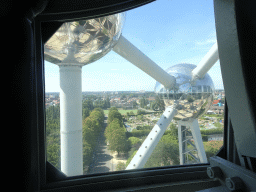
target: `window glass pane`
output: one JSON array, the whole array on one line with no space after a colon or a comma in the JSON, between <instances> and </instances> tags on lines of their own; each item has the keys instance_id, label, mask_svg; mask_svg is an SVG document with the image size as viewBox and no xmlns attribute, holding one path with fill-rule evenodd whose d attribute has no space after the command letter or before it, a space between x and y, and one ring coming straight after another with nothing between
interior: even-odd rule
<instances>
[{"instance_id":1,"label":"window glass pane","mask_svg":"<svg viewBox=\"0 0 256 192\"><path fill-rule=\"evenodd\" d=\"M223 144L225 91L219 61L192 71L215 42L212 1L65 23L45 45L47 160L68 176L207 162ZM175 86L142 56L133 65L131 44Z\"/></svg>"}]
</instances>

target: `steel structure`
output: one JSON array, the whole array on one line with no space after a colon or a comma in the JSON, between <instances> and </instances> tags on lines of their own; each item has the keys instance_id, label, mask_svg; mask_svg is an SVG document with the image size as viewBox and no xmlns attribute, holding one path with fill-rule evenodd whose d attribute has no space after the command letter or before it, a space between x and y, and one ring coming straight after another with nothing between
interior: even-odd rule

┄┄┄┄┄┄┄┄┄┄┄┄┄┄┄┄┄┄┄┄

#### [WHAT YOU ARE ASKED TO DO]
Can you reproduce all of the data above word for word, leaving the picture out of your answer?

#### [RESPONSE TO THIS EXERCISE]
target: `window glass pane`
output: one JSON array, the whole array on one line with no space after a colon or a comma in the JSON, between <instances> and </instances> tags on lines of their own; each item has the keys instance_id, label, mask_svg; mask_svg is an SVG document with the image size as viewBox and no xmlns attribute, holding one path with fill-rule evenodd whose d attribute has no space after the command letter or before it, a space between x and y, and one ring coming straight after another with nothing between
interior: even-odd rule
<instances>
[{"instance_id":1,"label":"window glass pane","mask_svg":"<svg viewBox=\"0 0 256 192\"><path fill-rule=\"evenodd\" d=\"M223 144L225 91L219 61L192 71L215 42L212 1L65 23L45 45L47 160L68 176L207 162ZM175 86L142 56L133 65L131 44Z\"/></svg>"}]
</instances>

target: `steel structure`
output: one JSON array, the whole array on one line with no space after a colon or a comma in the JSON, between <instances> and </instances> tags on lines of their own; each item has the keys instance_id, label, mask_svg; mask_svg is an SVG document with the image size as viewBox and no xmlns attribute, holding one path with fill-rule evenodd whose d attribute has no space after the command letter or before it, a space between x and y, and one ring coming straight after another with nothing between
interior: even-odd rule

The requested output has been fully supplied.